» What the task requires
Repeat the data word for word. Do not include the pictures.

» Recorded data
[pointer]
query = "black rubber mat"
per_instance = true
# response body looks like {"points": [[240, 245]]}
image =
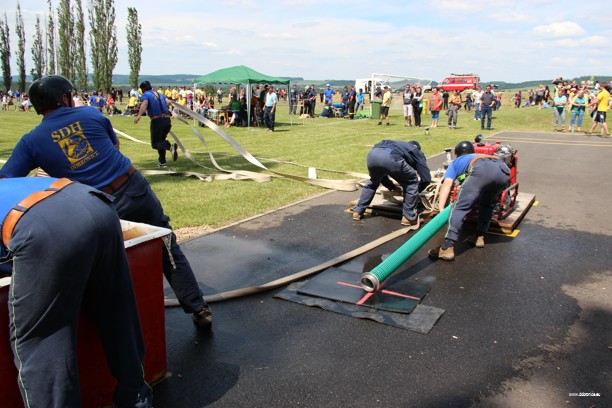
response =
{"points": [[421, 320], [343, 285]]}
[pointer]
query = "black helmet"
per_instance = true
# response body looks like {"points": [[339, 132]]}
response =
{"points": [[46, 93], [464, 147], [145, 86]]}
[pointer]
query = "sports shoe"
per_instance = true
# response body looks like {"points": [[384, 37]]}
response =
{"points": [[478, 241], [406, 221], [174, 151], [439, 253], [203, 318]]}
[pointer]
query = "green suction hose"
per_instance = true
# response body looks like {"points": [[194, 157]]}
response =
{"points": [[370, 281]]}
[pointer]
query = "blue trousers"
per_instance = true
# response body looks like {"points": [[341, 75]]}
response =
{"points": [[135, 201], [381, 165], [68, 253], [481, 189], [269, 118], [486, 113], [159, 128]]}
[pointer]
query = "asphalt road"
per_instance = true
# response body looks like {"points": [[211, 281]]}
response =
{"points": [[528, 319]]}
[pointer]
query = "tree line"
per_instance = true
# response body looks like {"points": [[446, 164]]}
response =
{"points": [[59, 44]]}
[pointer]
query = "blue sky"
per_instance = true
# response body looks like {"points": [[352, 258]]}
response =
{"points": [[500, 40]]}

» Response to the exercise
[pointer]
query = "black rubber mat"
per_instance = true
# response body looks like {"points": [[240, 245]]}
image =
response =
{"points": [[421, 320], [343, 285]]}
[pointer]
query = "black helmet"
per_instance = true
# response body looks like {"points": [[339, 132]]}
response =
{"points": [[46, 93], [464, 147], [145, 86]]}
[pointer]
query = "sports shoe"
per_instance = true
# response body looks like {"points": [[384, 37]]}
response =
{"points": [[478, 241], [406, 221], [174, 151], [439, 253], [203, 318]]}
[pointer]
query = "green suction hose"
per_instance = true
# response body looks like {"points": [[194, 157]]}
response =
{"points": [[370, 281]]}
[pointer]
query = "blue trousers"
per_instance = true
# response body looks like {"points": [[341, 75]]}
response =
{"points": [[135, 201], [381, 165], [68, 253], [481, 189], [269, 118], [486, 113], [159, 128]]}
[pointer]
query = "asphalt road"
per_instance = true
# response body looks like {"points": [[211, 281]]}
response =
{"points": [[528, 319]]}
[pointer]
query = "tree line"
per_instance = true
# response body looks like {"points": [[446, 164]]}
response =
{"points": [[59, 44]]}
[pointer]
query = "blue sky"
per_instance = true
# response body looks like {"points": [[352, 258]]}
response =
{"points": [[500, 40]]}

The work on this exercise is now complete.